— Prompt 1 —
In the lesson plan about Mongolian yurts, which direction do the doors on gers face?
— Prompt 2 —
In the lesson plan about Mongolian yurts, why does step 3 suggest blending white Model Magic with color from markers?
— Prompt 3 —
Extend the lesson plan about Mongolian yurts, starting after its final line.

— Provided passage —
--- BEGIN ---
Quick! Pack your yurt in a camel-drawn cart! Join nomadic shepherds in Mongolia as you roam central Asia’s steppes to find greener pastures for your animals.

  • Grade 4
    Grade 5
    Grade 6
  • 60 to 90 Minutes
  • Directions

    1. For hundreds of years, Mongolian nomads have been on the move in search of pastures for their yaks, goats, sheep, cows, camels, and horses. Ask students how this way of life may have affected their housing. What materials do they use to construct their yurts? Invite students to investigate more about these people who live much like than ancestors did. Organize text and electronic resources to assist with this study.
    2. Provide time for students to share their learning in small groups or as a whole class experience. Then have students prepare to make a replica of their portable homes called gers (yurt in Turkish). Here are some suggestions to get started.
    3. Use Crayola Model Magic® Naturals or blend white Model Magic with color from Crayola Washable Multicultural Markers to create the color of felt used by the nomads. On a cardboard base, place a ring of Crayola Model Magic. Insert craft sticks into the Model Magic to form the rounded skeleton of the ger. Or cover a round recycled plastic container such as a margarine tub with Model Magic.
    4. Doors on gers face south and have intricate carvings. Students use craft sticks to carve door designs in the modeling compound. With Crayola Scissors, cut fabric to drape over or inside the ger. Remind students that the home must be ready to pack up and be on the move within an hour!
    5. Ask students to imagine guests are coming to their yurt. What do would serve them? Airag (mares’ milk) is traditionally offered to visitors. Share what you’ve learned with your classmates as graciously as you would welcome visitors to your ger during this visit.
  • Standards

    LA: Integrate information from several texts on the same topic in order to write or speak about the subject knowledgeably.

    LA: Write informative/explanatory texts to examine a topic and convey ideas, concepts, and information through the selection, organization, and analysis of relevant content.

    LA: Engage effectively in a range of collaborative discussions with diverse partners on grade level topics and texts, building on others' ideas and expressing their own clearly.

    LA: Report on a topic or text, tell a story, or recount an experience with appropriate facts and relevant, descriptive details, speaking clearly at an understandable pace.
--- END ---
— Material shown —
--- BEGIN ---
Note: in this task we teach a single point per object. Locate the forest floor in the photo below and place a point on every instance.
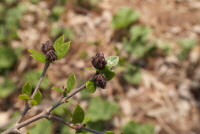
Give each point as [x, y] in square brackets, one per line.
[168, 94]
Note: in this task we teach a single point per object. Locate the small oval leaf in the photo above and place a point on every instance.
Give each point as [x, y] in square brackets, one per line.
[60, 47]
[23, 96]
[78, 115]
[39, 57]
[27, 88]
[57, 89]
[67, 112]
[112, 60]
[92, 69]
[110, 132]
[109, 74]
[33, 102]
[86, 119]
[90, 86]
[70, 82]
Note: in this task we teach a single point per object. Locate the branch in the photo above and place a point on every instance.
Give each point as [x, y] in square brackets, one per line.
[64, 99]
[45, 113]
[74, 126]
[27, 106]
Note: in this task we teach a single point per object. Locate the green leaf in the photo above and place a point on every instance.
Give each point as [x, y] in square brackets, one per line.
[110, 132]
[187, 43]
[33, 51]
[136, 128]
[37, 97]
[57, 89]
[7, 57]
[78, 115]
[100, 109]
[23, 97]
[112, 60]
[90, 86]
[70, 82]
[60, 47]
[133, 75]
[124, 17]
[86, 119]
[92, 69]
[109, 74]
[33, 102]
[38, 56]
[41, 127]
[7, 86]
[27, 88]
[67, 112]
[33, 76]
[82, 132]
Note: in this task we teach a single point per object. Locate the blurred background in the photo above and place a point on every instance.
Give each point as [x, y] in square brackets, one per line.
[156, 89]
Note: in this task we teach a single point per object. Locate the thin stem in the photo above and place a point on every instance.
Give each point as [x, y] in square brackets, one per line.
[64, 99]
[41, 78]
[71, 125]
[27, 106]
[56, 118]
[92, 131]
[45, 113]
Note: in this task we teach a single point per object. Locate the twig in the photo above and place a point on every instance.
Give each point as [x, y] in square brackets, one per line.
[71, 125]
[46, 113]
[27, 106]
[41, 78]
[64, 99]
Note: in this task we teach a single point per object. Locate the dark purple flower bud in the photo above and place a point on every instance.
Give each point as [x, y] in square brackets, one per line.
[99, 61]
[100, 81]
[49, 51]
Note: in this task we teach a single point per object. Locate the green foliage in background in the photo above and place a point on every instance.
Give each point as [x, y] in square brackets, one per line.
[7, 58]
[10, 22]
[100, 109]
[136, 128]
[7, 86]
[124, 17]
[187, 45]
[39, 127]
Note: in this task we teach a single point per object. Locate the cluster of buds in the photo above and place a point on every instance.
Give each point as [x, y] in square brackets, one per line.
--- END ---
--- BEGIN ---
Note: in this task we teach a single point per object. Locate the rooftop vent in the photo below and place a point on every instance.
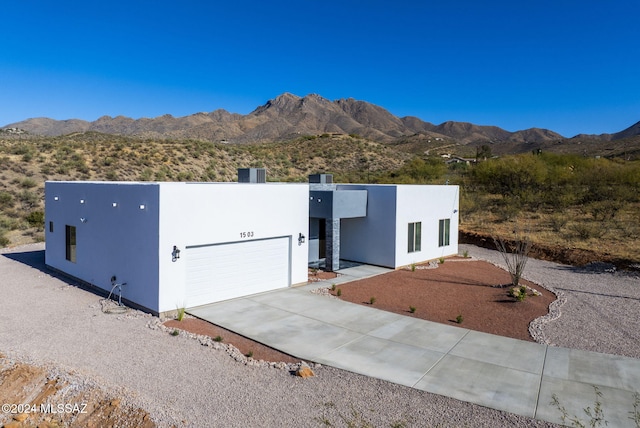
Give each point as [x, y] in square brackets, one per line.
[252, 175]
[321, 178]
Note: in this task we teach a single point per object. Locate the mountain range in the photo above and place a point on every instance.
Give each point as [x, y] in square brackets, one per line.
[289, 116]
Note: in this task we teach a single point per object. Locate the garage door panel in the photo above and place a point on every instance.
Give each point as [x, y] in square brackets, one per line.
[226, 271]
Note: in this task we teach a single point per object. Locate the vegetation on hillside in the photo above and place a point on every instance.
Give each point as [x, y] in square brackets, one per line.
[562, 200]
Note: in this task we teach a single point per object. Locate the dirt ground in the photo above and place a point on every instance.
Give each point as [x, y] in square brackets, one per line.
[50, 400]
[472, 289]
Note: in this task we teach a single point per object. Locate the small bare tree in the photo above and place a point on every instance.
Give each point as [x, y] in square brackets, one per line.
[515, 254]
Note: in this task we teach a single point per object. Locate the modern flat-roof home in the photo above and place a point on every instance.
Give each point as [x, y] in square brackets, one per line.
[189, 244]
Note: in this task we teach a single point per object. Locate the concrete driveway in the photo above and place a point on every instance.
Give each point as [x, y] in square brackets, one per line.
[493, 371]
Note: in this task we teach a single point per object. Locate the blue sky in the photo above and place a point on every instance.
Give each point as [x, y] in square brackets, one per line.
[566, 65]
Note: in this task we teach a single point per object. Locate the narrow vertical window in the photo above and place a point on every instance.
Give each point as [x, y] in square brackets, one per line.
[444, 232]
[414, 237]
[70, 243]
--- END ---
--- BEGIN ---
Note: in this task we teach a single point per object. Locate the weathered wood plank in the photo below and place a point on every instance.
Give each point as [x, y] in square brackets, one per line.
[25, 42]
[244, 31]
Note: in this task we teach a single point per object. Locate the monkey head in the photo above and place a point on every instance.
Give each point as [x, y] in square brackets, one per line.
--- END ---
— Right answer 1 —
They face south.

— Right answer 2 —
The blending is meant to create the color of the felt that the nomads use. This makes the model ger resemble the real homes.

— Right answer 3 —
    SS: Describe ways in which language, stories, folktales, music, and artistic creations serve as expressions of culture and influence behavior of people living in a particular culture.

    SS: Use appropriate resources, data sources, and geographic tools to generate, manipulate, and interpret information.

    SS: Describe how people create places that reflect ideas, personality, culture, and wants and needs as they design homes, playgrounds, classrooms, and the like.

    SS: Examine the interaction of human beings and their physical environment, the use of land, building of cities, and ecosystem changes in selected locales and regions.

    VA: Intentionally take advantage of the qualities and characteristics of art media, techniques, and processes to enhance communication of experiences and ideas.

    VA: Select and use the qualities of structures and functions of art to improve communication of ideas.

  • Adaptations

    Possible classroom resources include: The Rise and Fall of the Second Largest Empire in History: How Genghis Khan's Mongols Almost Conquered the World by Thomas J. Craughwell; Genghis Khan and the Making of the Modern World by Jack Weatherford; The Secret History of the Mongol Queens: How the Daughters of Genghis Khan Rescued His Empire by Jack Weatherford

    Once students have completed their model gers, encourage them to add people dressed in appropriate clothing for the climate, animals indigenous to the area, and steppes to create a realistic scene.

    Students compare the lives of Mongolian nomads to shepherds in other parts of Asia such as Kazakhstan and Ukraine. Identify the area known as the steppes of Asia on a map. What is the terrain and weather like there?